Please copy each of the rows below, keeping every character unchanged.

--

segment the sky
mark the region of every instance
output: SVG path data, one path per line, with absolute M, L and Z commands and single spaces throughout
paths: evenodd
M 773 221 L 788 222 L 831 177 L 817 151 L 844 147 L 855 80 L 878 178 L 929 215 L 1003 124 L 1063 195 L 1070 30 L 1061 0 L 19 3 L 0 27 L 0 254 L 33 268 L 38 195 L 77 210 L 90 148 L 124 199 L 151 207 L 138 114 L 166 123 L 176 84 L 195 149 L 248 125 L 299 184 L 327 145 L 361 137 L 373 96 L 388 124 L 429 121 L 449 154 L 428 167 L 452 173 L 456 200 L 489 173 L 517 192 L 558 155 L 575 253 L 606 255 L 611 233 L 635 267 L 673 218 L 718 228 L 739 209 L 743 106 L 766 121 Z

--

▶ **THE REPLY**
segment the sky
mark the region of every instance
output: SVG path data, one path per line, with absolute M, L and Z commands and single spaces throughout
paths: evenodd
M 773 221 L 788 222 L 831 177 L 817 151 L 844 147 L 855 80 L 878 178 L 929 215 L 1003 124 L 1063 195 L 1070 30 L 1061 0 L 19 3 L 0 27 L 0 254 L 33 268 L 38 195 L 77 210 L 90 148 L 124 199 L 151 207 L 138 114 L 166 123 L 176 84 L 195 149 L 248 125 L 299 184 L 327 145 L 361 137 L 373 96 L 388 124 L 429 121 L 449 154 L 428 167 L 452 173 L 456 200 L 489 173 L 517 192 L 558 155 L 575 253 L 606 255 L 611 233 L 635 267 L 673 218 L 718 228 L 739 209 L 743 106 L 766 121 Z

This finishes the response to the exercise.